WORK TO COMPLETE.
Copy the listing from the line containing "shown by (218,351)." through the end, swapping "floor" for "ground" and leaving everything else unchanged.

Labeled-object pointing entries
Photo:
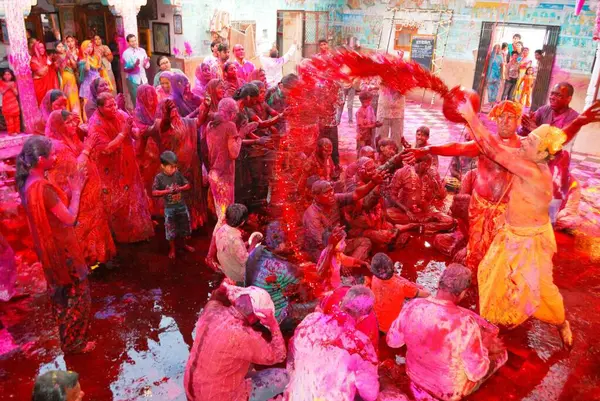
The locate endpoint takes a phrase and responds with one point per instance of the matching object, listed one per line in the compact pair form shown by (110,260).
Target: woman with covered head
(181,94)
(52,217)
(45,77)
(204,75)
(89,69)
(515,276)
(110,133)
(71,154)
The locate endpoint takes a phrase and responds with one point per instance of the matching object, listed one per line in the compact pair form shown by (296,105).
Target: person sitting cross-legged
(466,350)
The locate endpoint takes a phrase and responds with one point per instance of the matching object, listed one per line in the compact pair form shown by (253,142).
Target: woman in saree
(494,75)
(98,86)
(51,217)
(89,69)
(203,76)
(45,77)
(147,142)
(123,194)
(66,64)
(163,90)
(187,103)
(105,55)
(180,135)
(92,228)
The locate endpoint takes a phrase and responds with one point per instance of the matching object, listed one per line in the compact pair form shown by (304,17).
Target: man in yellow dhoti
(488,203)
(515,276)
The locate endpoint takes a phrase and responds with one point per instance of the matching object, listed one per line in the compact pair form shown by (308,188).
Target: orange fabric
(485,219)
(389,298)
(55,243)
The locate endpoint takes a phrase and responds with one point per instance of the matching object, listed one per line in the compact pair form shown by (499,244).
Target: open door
(290,27)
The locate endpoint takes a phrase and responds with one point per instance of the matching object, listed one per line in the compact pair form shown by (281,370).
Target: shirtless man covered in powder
(488,203)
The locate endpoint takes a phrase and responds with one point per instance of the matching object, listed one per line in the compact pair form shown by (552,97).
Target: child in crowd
(512,75)
(170,184)
(390,290)
(10,102)
(526,87)
(366,121)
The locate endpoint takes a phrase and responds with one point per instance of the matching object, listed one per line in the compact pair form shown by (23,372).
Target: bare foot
(566,334)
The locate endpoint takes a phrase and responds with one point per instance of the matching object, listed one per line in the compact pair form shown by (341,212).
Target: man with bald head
(488,203)
(244,67)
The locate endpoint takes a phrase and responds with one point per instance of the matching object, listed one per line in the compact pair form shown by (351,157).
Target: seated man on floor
(319,163)
(466,351)
(390,290)
(454,244)
(367,218)
(236,329)
(232,251)
(268,268)
(350,172)
(330,358)
(408,202)
(324,215)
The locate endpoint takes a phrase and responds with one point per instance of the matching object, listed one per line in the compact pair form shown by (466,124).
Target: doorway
(534,37)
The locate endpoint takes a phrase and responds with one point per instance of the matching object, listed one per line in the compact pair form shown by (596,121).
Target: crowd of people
(511,72)
(222,147)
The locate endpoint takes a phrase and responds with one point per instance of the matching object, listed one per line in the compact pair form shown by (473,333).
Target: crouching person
(236,329)
(462,358)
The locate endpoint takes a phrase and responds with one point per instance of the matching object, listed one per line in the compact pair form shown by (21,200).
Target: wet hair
(168,158)
(354,309)
(53,385)
(387,142)
(34,147)
(103,98)
(236,214)
(382,266)
(13,78)
(259,84)
(289,81)
(323,141)
(455,279)
(159,59)
(570,89)
(365,95)
(227,65)
(424,130)
(245,91)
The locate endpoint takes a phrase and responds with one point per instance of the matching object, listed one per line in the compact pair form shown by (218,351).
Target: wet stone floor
(144,312)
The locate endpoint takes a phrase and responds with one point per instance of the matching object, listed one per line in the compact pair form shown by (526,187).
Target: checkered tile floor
(585,168)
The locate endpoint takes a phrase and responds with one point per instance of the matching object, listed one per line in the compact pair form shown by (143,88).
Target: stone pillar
(19,60)
(593,87)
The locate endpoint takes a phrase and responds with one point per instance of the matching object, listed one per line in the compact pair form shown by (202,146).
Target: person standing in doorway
(136,62)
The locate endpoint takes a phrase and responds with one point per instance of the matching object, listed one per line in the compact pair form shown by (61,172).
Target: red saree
(92,227)
(122,187)
(181,138)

REPLY.
The locate endpoint takes a phrase and responds with one point per instance of the matching object, listed one per line in the compact pair form shown by (218,351).
Target: wet stone ground
(144,312)
The locate endpoint takes a phrase and responds with one point per instance of the matching object, listed one per line in the compact pair form shown by (526,187).
Target: checkered tile ground
(585,168)
The locate endpoint takes a phrase and responds with one point per instance of the matching object, listed one per line in the compact pair form shown by (143,88).
Target: stone pillar
(19,60)
(593,87)
The locate endpoint takes a phrase and responds with one point per instance of the matching object, listed one per line in the compact pair form shown by (202,146).
Target: person standing in doorway
(136,62)
The locate endpoint takes a phrase and responds with one point per instance of the matching object, listed one per line in the compact pair form shown by (61,172).
Target: red saree
(92,227)
(122,187)
(181,138)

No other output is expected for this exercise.